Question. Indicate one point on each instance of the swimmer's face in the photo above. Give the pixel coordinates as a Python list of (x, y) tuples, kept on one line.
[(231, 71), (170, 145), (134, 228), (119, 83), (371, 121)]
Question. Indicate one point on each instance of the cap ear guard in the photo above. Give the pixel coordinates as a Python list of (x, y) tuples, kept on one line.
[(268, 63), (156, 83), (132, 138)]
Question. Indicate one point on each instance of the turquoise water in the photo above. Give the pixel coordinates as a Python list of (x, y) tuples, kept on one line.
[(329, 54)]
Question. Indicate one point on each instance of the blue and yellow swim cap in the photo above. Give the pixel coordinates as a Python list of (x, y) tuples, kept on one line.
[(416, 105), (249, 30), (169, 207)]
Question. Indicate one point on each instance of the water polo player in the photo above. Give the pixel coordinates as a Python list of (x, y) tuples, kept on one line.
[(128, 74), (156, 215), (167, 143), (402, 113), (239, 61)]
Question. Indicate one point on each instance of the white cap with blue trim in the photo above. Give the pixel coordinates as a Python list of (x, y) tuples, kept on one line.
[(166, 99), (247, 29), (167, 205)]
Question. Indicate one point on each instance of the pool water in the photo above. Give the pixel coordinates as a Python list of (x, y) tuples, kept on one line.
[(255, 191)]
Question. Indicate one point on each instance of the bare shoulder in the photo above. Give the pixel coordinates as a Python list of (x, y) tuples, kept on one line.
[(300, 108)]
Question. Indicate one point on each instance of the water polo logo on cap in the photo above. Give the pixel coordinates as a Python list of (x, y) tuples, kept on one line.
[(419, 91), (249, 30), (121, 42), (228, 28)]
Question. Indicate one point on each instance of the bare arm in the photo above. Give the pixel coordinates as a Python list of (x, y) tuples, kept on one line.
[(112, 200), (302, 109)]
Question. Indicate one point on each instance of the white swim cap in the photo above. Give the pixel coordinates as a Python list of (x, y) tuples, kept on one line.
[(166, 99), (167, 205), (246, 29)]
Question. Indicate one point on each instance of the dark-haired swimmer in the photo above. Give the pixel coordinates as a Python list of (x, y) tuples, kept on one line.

PROBLEM STATEMENT:
The records need to be set down again without a single difference.

FINISHED TASK:
Question. Indicate one point on each instance of the swimmer's face in the photo above. Give the pixel coordinates as a Python list of (x, y) tuples, kept on one line.
[(231, 71), (170, 145), (134, 228), (119, 83), (371, 121)]
Question. Indicate one point on each instance of the cap ear guard in the photo above. Give the pixel coordinates as a Python list of (x, y) tuples, kept on one line.
[(268, 63), (156, 83), (132, 138)]
Question. Indicate one point on each instance of the turquoise water in the photo above. Give the pixel coordinates as a Python list of (x, y) tuples, kept on one line.
[(329, 54)]
Question. Indicate one point on each instance of the blue and yellow swim cap in the photo above. Give the pixel coordinates as a Python list of (x, y) tuples, kept on one line.
[(416, 105), (249, 30), (169, 207)]
Question. Indicate one point on each instance of the water polo player in the photo above. Give the pixel coordinates as a Python list of (x, y) tuples, kept on one line.
[(128, 74), (156, 215), (167, 143), (402, 113), (239, 61)]
Question. Indicate one point on each instance of the white cap with blue trim in the photo above. Give the pixel coordinates as a Python list of (x, y) tuples, kept on one line.
[(166, 99), (247, 29), (167, 205)]
Question. Indicate one point on each instance of the pool water in the photo above. Give the pixel coordinates as a Python list of (x, y) tuples, kept on one line.
[(255, 191)]
Question. Indicate one point on each instance of the bare shoulder in the photo above. Give the pixel coordinates as a Python list of (x, y) tuples, kept on one line.
[(300, 108)]
Question. Indicate one point on each instance of the water polo logo on cap in the photo above. Give the pixel coordinates as a Python list of (x, y) tuples, kept on one line.
[(419, 91), (249, 30), (121, 42), (228, 28)]
Question. Indicate one point on each instance of the bare arm in the photo above. Give the pixel coordinates as a Python list of (x, y) tuples, kept on one line.
[(112, 200), (302, 109)]
Question. Indicate one point on each instance of the white swim cap in the photo above. Give the pixel coordinates as a Python list of (x, y) tuples, kept on one line.
[(166, 99), (167, 205), (246, 29)]
Question. Indicate one point on each instance of the dark-haired swimmer in the photo above. Give the pixel coordinates as a Python list of (x, y) tuples, kept on one line.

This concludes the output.